Source data:
※ ※ ※

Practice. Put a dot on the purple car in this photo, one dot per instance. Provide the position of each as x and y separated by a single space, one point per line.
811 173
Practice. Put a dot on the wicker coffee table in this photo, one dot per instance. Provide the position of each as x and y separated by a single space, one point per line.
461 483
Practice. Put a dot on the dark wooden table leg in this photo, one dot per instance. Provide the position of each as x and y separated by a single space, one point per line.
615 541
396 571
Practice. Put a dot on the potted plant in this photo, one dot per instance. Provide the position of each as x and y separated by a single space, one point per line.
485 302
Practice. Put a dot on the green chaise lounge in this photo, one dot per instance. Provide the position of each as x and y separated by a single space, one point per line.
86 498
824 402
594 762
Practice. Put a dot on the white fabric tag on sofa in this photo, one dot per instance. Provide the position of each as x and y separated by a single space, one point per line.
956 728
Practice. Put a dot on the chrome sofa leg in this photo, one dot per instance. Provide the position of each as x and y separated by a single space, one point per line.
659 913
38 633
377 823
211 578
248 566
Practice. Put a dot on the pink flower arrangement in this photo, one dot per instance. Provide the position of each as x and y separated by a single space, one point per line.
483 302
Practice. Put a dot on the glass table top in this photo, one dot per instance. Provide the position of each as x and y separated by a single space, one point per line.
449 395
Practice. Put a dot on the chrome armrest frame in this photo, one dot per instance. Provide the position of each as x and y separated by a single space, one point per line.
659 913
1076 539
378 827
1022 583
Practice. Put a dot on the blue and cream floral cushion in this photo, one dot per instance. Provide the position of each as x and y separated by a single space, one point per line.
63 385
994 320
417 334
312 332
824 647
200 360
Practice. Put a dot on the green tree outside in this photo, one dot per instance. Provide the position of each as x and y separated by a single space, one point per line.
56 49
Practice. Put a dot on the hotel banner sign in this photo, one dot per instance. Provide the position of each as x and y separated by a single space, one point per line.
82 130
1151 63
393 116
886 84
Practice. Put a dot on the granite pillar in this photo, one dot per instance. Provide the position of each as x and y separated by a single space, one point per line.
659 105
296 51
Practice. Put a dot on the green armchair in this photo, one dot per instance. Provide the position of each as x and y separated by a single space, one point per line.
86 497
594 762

※ ※ ※

Make sure that every entry above is copied out exactly as it stands.

**ANSWER FOR THIS EXERCISE:**
Practice. Put a dot on the purple car in this photo, one dot per instance. Provide the position of each as x and y separated by a single space, one point per line.
811 173
Practice. Put a dot on the wicker coffee table in this photo, one dot per instance. Provide the position of each as x and y separated by a single space, one point per line.
461 483
Practice. Put a dot on the dark wooden table leg in this photo, one dot per instance. Provide the position of each as x and y separated by a single space, one point per line.
615 541
396 571
Practice. Put a dot on the potted plant in this photo, one dot per instance. Provide the position of each as x and y separated by a single space, one point per line.
485 302
Practice. Put a dot on the green chaise lounge in this photo, one dot per instance. Provide the position of each as x and y separated by a single space, one point per line.
86 498
824 402
594 762
Practice. Put a dot on the white fabric tag on sofa in this photo, one dot per instance. Provide the position of each as x and y separated by a single space, one point per line.
956 728
Practice. Put a dot on the chrome sofa leg in this photo, one dot per instance. Provide the position of each as x and y separated by a single space, one point per line.
659 913
38 633
377 823
211 578
248 566
Practice. Put a dot on the pink flower arrangement in this photo, one dot per instance. Provide the position of each as x and y separated by a single space, one point per line.
483 302
Practice. Put a dot on the glass table top in this photo, one dot per instance. Provide the position of each as x and y separated by a single space, one point per line.
449 395
Practice. Put a dot on the chrome armrest frame in this photo, one dot per instance. Provide the position of each as x and y separated by a single space, one point per line.
659 913
1076 539
378 827
1022 583
Practice. Put a dot on the blue and cream floral cushion in this photo, one dot per instance. Provide the position of each as x and y separated by a single space, one point per line.
63 385
994 320
417 334
312 332
824 647
200 360
Practice. Put a dot on the green tree outside in this photo, one dot per instance. Provide the position of each as x and y separated by a single space, one point per line.
56 49
Practice. Put a dot on the hotel banner sign in this photo, one dot per instance. Provide the position of each as x and y separated by a single space, one point per line.
82 130
1151 63
393 116
886 84
Practice. Put a dot on the granite pillar in this photo, one dot per instance. Provide the position of each as x and y separated by a single space, one point per line.
659 105
296 51
Practice. Put a dot on the green armchair in this photo, one dot per instance. Provide the position of each as x and y separated by a single space, one point per line.
86 497
594 762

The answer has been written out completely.